* [INSTRUCTIONS TO FOLLOW] Type out the entries below again, character for character.

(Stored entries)
====
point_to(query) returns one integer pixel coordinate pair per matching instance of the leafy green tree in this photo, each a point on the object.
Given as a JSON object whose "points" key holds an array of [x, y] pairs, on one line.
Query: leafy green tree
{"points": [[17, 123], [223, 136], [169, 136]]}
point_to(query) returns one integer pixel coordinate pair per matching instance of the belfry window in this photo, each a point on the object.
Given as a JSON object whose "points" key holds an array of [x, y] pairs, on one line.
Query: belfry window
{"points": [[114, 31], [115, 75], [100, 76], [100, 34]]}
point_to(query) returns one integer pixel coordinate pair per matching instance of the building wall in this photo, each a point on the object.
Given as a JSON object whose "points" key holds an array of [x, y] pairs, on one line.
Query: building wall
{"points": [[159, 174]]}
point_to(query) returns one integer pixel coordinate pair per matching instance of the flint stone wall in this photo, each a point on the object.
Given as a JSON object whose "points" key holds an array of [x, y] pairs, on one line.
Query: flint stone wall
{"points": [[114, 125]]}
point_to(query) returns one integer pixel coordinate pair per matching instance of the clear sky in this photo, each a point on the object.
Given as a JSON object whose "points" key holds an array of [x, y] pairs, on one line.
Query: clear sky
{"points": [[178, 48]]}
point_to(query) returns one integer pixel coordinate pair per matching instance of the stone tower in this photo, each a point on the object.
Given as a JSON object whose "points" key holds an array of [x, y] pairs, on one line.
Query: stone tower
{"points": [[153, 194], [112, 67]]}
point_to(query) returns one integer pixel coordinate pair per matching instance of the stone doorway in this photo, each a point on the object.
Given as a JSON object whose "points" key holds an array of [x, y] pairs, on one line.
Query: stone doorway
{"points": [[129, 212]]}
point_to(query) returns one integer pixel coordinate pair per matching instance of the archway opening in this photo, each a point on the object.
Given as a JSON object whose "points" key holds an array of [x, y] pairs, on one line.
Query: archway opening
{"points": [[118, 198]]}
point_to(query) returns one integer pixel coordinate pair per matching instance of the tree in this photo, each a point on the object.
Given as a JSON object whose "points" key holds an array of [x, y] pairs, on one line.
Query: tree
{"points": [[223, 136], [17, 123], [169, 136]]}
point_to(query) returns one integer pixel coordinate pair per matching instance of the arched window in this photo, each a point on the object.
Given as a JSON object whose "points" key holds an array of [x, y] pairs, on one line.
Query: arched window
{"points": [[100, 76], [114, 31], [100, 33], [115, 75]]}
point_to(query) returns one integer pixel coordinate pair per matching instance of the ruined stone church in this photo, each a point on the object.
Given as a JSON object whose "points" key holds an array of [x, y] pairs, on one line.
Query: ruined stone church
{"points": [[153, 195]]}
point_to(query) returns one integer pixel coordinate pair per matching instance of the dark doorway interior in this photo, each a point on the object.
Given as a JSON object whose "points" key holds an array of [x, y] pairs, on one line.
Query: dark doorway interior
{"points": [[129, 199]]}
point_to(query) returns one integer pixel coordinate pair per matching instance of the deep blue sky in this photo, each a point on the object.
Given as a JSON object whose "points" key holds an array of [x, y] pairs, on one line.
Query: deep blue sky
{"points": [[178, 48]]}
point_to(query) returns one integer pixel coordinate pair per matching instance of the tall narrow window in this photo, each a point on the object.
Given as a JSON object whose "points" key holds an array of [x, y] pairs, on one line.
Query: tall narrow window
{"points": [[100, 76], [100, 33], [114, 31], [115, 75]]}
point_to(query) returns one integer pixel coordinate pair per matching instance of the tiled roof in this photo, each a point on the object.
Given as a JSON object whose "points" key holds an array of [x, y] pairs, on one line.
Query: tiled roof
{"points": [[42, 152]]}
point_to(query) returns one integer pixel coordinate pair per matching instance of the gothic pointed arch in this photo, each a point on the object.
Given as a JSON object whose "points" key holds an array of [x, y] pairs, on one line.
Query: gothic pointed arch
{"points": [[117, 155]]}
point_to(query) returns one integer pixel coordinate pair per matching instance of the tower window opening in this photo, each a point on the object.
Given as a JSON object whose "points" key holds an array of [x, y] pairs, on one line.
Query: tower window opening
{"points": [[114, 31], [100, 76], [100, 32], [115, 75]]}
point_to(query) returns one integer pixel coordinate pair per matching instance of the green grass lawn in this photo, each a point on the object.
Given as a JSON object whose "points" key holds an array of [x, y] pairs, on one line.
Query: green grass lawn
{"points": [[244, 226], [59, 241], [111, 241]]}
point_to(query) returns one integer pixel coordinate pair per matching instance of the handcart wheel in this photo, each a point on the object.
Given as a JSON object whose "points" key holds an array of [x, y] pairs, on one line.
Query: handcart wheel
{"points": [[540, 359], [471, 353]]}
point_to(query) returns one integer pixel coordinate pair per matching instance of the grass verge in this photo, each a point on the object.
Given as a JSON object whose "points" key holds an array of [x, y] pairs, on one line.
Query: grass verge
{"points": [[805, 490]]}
====
* [ANSWER AREA]
point_to(query) returns one integer pixel coordinate pair per matching instance of the leafy green tree in this photo, each a point on the object.
Given as a JSON object whose "points" key holds an array of [x, y] pairs, on one line.
Query: leafy green tree
{"points": [[17, 123], [223, 136], [169, 136]]}
point_to(query) returns one integer pixel coordinate pair per matching instance of the belfry window in this photo, each a point on the object.
Given as a JSON object whose "points" key holds an array of [x, y] pairs, on one line.
Query: belfry window
{"points": [[114, 31], [115, 75], [100, 76], [100, 34]]}
point_to(query) returns one integer pixel coordinate pair per matching instance of the building wall in this photo, each a point on the object.
Given as a JSON object whose "points" key holds an array of [x, y] pairs, on one line.
Query: building wall
{"points": [[159, 174]]}
point_to(query) returns one integer pixel coordinate pair per matching instance of the flint stone wall in this photo, each a point on the object.
Given as a JSON object whose "points" key holds an array of [x, y] pairs, on one line.
Query: flint stone wall
{"points": [[114, 125]]}
point_to(query) returns one integer pixel coordinate pair per matching instance of the clear sky in this photo, each a point on the object.
Given as a JSON object whose "points" key holds an array of [x, y] pairs, on one line.
Query: clear sky
{"points": [[178, 48]]}
point_to(query) returns one integer pixel coordinate pair per matching instance of the stone tower in this photo, each a point on the object.
Given as a JSON object whose "points" key holds an array of [x, y] pairs, on one line.
Query: stone tower
{"points": [[153, 194], [112, 67]]}
point_to(query) returns one integer pixel coordinate pair per matching instance of the stone doorway in this photo, each a point on the object.
Given as a JSON object whose "points" key holds an array of [x, y] pairs, on one line.
Query: stone doorway
{"points": [[129, 212]]}
point_to(query) returns one integer pixel coordinate pair per matching instance of the archway opening in this photo, each a point on the object.
Given as a JSON object whose "points" key holds an array of [x, y] pairs, on one line.
Query: archway opening
{"points": [[118, 198]]}
point_to(query) returns one integer pixel coordinate pair per matching instance of the tree in this photo, each a point on the object.
Given as a JSON object whose "points" key holds an array of [x, y] pairs, on one line.
Query: tree
{"points": [[223, 136], [17, 123], [169, 136]]}
point_to(query) returns one integer pixel coordinate pair per matching instance of the arched window in this photo, each a point on the object.
Given as a JSON object whose "points" key holds an array of [x, y] pairs, on one line.
Query: arched window
{"points": [[100, 76], [114, 31], [100, 33], [115, 75]]}
point_to(query) returns one integer pixel coordinate pair per matching instance of the ruined stone church in this photo, each a point on the object.
Given as a JSON object whose "points" key holds an array of [x, y] pairs, on one line.
Query: ruined stone church
{"points": [[153, 195]]}
point_to(query) returns one integer pixel coordinate pair per matching instance of the dark doorway interior in this photo, each a point on the object.
Given as a JSON object whose "points" key holds an array of [x, y] pairs, on one line.
Query: dark doorway interior
{"points": [[129, 199]]}
point_to(query) returns one integer pixel coordinate pair per matching instance of the deep blue sky in this photo, each a point on the object.
Given as a JSON object whose "points" key holds an array of [x, y] pairs, on one line.
Query: deep blue sky
{"points": [[178, 48]]}
point_to(query) returns one integer pixel coordinate pair per matching instance of the tall narrow window in this photo, each a point on the object.
Given as a JSON object whose "points" key holds an array of [x, y] pairs, on one line.
Query: tall narrow window
{"points": [[100, 76], [100, 33], [114, 31], [115, 75]]}
point_to(query) returns one integer pixel coordinate pair per matching instance of the tiled roof in this photo, each a point on the object.
Given as a JSON object whose "points" key holds an array of [x, y] pairs, on one line.
Query: tiled roof
{"points": [[42, 152]]}
point_to(query) returns one integer pixel coordinate pair per matching instance of the gothic pointed arch in this photo, each a point on the object.
Given as a JSON object whose "points" key holds an array of [x, y] pairs, on one line.
Query: gothic pointed arch
{"points": [[117, 155]]}
point_to(query) returns one integer pixel coordinate pair per matching instance of the tower window opening in this photo, each a point on the object.
Given as a JSON object whose "points" key holds an array of [x, y] pairs, on one line.
Query: tower window opening
{"points": [[114, 31], [100, 76], [100, 32], [115, 75]]}
point_to(query) returns one integer pixel coordinate pair per matching instance of the green grass lawn in this photo, each a point on the object.
Given as a JSON object whose "points" key holds an array of [x, y] pairs, on one line.
Query: green grass lawn
{"points": [[244, 226], [59, 241], [111, 241]]}
point_to(query) returns one integer pixel coordinate pair per matching instance of the handcart wheel in this photo, each a point on the object.
Given as a JSON object whose "points" key holds an array of [x, y] pairs, on one line.
Query: handcart wheel
{"points": [[540, 359], [471, 353]]}
point_to(query) returns one integer pixel coordinate pair per matching instance of the grass verge in this photo, each a point on the object.
Given as a JSON object whose "points" key holds an array of [x, y] pairs, on one line.
Query: grass verge
{"points": [[805, 490]]}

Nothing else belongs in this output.